▸ **EXERCISE DIRECTIONS**:
All of the records must be repeated exactly as they read.

(Data items)
---------------

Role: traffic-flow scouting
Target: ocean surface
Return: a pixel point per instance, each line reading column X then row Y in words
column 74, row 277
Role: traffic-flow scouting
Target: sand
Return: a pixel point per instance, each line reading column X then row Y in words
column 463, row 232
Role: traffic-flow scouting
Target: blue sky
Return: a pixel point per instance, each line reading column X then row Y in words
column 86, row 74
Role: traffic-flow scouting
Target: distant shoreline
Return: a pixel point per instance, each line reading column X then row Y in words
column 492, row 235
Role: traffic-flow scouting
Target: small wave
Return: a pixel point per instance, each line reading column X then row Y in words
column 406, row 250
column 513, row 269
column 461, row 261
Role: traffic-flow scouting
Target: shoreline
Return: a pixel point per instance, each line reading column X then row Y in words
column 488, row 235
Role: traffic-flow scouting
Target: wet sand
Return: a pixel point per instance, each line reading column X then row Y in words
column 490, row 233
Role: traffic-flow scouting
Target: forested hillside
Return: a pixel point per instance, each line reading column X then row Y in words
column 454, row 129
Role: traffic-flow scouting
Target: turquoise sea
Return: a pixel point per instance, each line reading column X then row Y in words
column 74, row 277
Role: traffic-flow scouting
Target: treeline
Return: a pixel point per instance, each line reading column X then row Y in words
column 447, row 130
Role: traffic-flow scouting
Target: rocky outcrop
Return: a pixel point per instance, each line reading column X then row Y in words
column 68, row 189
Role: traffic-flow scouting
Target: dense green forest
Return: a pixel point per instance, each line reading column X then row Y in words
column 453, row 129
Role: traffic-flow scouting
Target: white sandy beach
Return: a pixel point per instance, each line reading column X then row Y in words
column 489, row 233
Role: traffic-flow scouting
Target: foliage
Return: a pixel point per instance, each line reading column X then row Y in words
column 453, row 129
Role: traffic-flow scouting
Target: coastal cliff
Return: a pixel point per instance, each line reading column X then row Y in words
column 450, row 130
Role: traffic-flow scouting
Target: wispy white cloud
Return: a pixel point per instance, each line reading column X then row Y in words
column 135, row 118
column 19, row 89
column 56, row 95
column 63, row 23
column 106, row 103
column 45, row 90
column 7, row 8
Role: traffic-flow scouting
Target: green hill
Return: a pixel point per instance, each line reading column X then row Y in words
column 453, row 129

---------------

▸ **THE COMPLETED TASK**:
Role: traffic-flow scouting
Target: ocean surface
Return: a pixel point per instance, each line reading column X then row Y in words
column 74, row 277
Role: traffic-flow scouting
Target: sand
Return: a pixel point per instance, each line reading column X then row Y in words
column 463, row 232
Role: traffic-flow scouting
Target: blue sky
Return: a pixel point per instance, each line reading column X then row Y in words
column 86, row 74
Role: traffic-flow scouting
Target: distant shoreline
Return: a pixel point per instance, each line reading column X then row Y in words
column 492, row 235
Role: traffic-flow scouting
Target: small wave
Return: a pixel point per instance, each line reading column X then row Y in words
column 406, row 250
column 513, row 269
column 461, row 261
Role: traffic-flow scouting
Target: shoreline
Return: a pixel point per instance, each line reading column X then row Y in words
column 488, row 235
Role: traffic-flow scouting
Target: wet sand
Return: a pixel point per instance, each line reading column X then row Y in words
column 490, row 233
Role: traffic-flow scouting
Target: forested hillside
Return: a pixel point per instance, each line reading column X then row Y in words
column 454, row 129
Role: traffic-flow scouting
Target: turquoise sea
Return: a pixel point per instance, each line reading column X then row Y in words
column 74, row 277
Role: traffic-flow scouting
Target: treeline
Return: a pixel point per instance, each line reading column X then row Y in words
column 447, row 130
Role: traffic-flow scouting
Target: rocky outcrop
Return: a pixel point per instance, each line reading column X then row Y in words
column 68, row 189
Role: traffic-flow scouting
Target: dense green forest
Return: a pixel point per instance, each line reading column X then row Y in words
column 453, row 129
Role: traffic-flow scouting
Target: white sandy beach
Return: a pixel point per instance, each line reading column X then row Y in words
column 489, row 233
Role: traffic-flow scouting
Target: foliage
Return: a pixel point per instance, each line reading column X then row Y in words
column 453, row 129
Role: traffic-flow scouting
Target: coastal cliff
Return: a pixel point per instance, each line reading column X then row Y in words
column 450, row 130
Role: traffic-flow scouting
Target: wispy white cloud
Return: a pixel point per instance, each line reading column X then row Y in words
column 135, row 118
column 19, row 89
column 56, row 95
column 63, row 23
column 106, row 103
column 45, row 90
column 7, row 8
Role: traffic-flow scouting
Target: green hill
Return: a pixel point per instance, each line reading column X then row Y in words
column 453, row 129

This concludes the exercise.